Stored entries:
• • • • •

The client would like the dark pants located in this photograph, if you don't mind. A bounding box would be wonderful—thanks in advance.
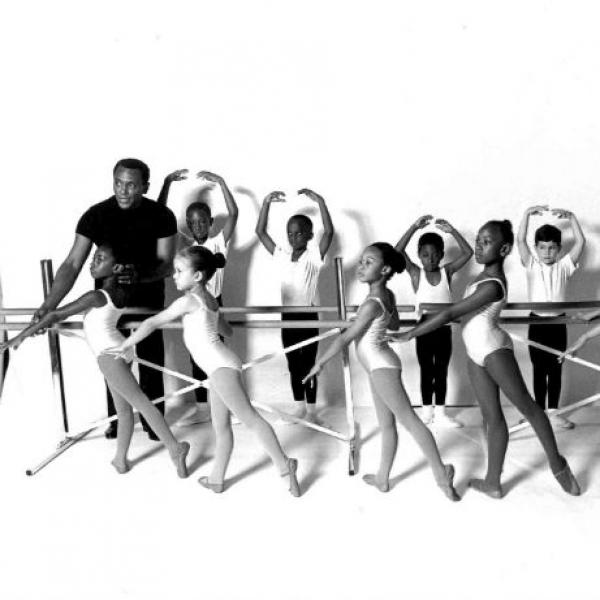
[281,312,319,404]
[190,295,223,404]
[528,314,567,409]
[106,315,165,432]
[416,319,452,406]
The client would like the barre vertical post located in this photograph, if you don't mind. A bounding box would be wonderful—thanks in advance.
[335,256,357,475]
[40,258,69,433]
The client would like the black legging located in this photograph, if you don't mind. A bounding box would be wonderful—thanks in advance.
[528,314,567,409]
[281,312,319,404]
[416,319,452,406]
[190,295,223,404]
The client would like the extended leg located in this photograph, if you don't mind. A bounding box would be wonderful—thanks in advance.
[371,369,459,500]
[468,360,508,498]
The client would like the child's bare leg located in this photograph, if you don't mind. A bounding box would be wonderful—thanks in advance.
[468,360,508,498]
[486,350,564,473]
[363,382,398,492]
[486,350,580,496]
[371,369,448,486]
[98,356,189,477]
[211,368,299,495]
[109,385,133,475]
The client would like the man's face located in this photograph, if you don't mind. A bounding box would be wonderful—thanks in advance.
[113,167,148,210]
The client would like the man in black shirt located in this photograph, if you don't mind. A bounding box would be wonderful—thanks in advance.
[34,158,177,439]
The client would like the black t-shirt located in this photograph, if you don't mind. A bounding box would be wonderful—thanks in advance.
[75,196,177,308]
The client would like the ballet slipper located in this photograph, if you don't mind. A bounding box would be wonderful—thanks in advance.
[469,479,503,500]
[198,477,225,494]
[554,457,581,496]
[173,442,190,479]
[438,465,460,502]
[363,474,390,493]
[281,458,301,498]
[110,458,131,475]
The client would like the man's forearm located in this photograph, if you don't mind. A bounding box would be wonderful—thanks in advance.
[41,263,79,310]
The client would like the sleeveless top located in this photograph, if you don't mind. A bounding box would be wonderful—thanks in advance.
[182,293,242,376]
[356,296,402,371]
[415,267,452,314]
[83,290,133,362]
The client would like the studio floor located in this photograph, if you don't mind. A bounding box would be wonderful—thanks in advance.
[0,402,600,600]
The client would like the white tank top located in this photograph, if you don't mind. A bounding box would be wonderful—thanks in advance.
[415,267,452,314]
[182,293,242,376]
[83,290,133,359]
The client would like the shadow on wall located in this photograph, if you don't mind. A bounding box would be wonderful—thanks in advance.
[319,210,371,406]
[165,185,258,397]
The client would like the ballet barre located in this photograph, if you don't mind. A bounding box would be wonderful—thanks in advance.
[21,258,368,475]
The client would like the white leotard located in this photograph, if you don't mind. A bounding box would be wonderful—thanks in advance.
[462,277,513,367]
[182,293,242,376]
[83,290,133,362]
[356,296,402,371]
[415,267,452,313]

• • • • •

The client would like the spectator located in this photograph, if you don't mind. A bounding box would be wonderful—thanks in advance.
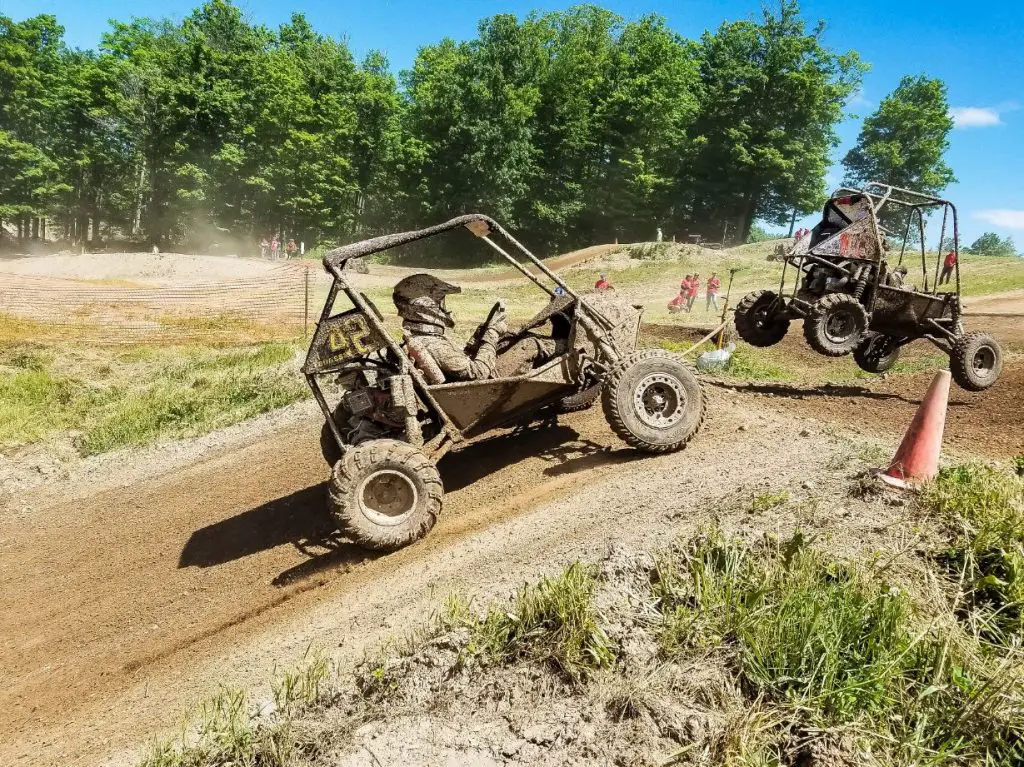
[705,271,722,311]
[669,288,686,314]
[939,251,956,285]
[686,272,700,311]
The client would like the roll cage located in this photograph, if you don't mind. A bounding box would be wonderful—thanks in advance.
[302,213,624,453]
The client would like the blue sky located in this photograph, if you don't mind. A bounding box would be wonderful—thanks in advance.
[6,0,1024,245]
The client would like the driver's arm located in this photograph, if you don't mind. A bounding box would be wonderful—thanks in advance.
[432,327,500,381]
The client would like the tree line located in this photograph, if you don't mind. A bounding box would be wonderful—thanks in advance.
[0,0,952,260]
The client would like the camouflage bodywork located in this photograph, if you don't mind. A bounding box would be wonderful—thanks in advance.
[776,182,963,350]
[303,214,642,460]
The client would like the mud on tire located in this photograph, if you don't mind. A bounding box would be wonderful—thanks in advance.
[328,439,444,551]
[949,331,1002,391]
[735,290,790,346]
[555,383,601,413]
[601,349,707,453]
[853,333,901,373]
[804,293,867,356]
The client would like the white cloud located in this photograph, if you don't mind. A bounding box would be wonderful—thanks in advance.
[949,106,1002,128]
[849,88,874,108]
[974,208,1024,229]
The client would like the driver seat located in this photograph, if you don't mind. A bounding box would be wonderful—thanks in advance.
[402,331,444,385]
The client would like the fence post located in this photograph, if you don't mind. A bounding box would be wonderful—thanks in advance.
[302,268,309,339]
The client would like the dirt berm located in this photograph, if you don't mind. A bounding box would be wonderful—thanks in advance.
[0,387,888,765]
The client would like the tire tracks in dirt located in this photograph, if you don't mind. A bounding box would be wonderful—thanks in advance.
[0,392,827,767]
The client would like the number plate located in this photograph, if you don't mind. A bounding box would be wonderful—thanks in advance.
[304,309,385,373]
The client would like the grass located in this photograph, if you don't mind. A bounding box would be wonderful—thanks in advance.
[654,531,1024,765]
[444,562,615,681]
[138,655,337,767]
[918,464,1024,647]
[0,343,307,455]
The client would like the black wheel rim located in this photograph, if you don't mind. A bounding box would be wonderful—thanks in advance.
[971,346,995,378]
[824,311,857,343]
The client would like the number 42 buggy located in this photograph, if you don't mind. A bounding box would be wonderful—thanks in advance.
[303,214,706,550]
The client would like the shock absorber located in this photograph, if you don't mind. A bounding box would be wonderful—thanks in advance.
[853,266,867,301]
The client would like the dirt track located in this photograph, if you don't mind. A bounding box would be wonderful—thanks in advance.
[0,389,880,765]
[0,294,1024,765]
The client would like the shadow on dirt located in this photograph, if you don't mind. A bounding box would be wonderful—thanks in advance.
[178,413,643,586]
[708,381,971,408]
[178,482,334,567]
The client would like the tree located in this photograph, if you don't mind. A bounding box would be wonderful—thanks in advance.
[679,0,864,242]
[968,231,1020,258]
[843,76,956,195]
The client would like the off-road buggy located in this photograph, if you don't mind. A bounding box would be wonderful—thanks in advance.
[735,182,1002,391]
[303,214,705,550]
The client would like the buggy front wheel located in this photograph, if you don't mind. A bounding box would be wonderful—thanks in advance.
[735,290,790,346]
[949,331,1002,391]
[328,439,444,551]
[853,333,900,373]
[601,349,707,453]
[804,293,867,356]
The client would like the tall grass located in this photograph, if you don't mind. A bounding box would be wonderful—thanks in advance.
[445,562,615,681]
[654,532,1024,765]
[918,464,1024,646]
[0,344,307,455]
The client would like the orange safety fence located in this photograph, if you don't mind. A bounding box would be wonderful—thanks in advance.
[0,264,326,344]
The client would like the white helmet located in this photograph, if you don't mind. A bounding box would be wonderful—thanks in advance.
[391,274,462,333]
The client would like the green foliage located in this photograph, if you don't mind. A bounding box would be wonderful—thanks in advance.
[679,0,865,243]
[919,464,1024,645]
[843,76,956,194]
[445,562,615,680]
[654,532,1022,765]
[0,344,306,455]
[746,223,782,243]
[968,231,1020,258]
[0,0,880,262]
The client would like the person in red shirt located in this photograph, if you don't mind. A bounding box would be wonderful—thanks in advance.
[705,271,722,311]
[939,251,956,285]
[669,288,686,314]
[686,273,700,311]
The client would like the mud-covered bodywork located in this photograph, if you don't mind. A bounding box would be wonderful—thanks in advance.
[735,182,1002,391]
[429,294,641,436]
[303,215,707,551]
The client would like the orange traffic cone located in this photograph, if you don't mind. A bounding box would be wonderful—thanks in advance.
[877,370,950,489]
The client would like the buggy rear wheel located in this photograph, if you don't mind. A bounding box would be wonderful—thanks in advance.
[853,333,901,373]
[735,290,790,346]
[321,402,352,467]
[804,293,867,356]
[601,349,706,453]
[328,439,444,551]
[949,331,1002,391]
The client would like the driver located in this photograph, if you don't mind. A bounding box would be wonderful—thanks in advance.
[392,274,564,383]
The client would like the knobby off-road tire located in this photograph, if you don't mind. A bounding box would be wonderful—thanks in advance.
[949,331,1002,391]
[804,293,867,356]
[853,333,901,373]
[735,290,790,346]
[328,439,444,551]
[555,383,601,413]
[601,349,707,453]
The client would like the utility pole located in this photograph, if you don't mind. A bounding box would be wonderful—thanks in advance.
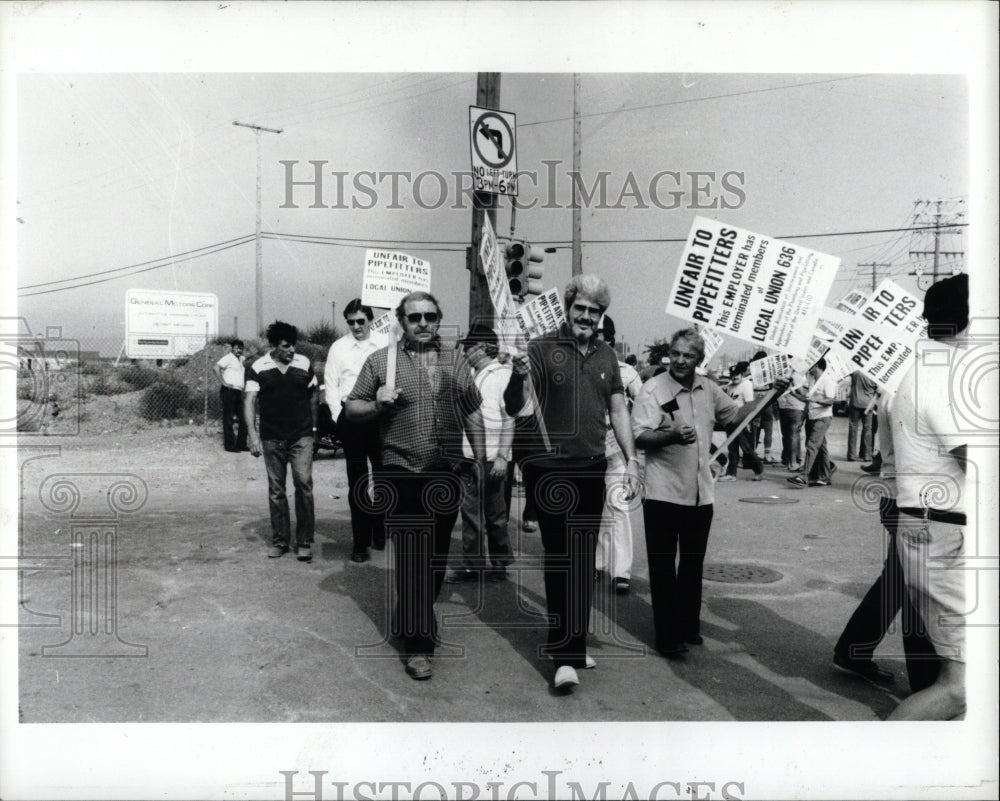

• • • • •

Reproduce every line of the records from the line containing "The client would like the number 42" through the line containing "[843,76,956,195]", shifting each bounding-box coordinate in the answers by -63.

The client would like the number 42 buggy located in this photograph, if you don't mind. A bounding box would be wonderful—thanks in advance.
[240,151,643,487]
The client would like the shock absorber located in this photograph, if you don't mind. A bounding box would be wonderful—thanks in advance.
[790,203,804,238]
The client would like the dirt track located in this photograph, if you don't mind. A bounding box would be wonderful—thanks in advance.
[-63,326,817,702]
[-63,231,961,702]
The client would like the shadow on dirt located in this photograph, if you don't mind. A bounding box would be wonderful—thanks in advance.
[115,350,580,523]
[645,318,908,345]
[115,419,271,504]
The client would like the tree located in this photograph, if you don't mind. A bounding box would be wonderful—thanks in advance.
[616,-63,801,179]
[905,168,957,195]
[780,13,893,132]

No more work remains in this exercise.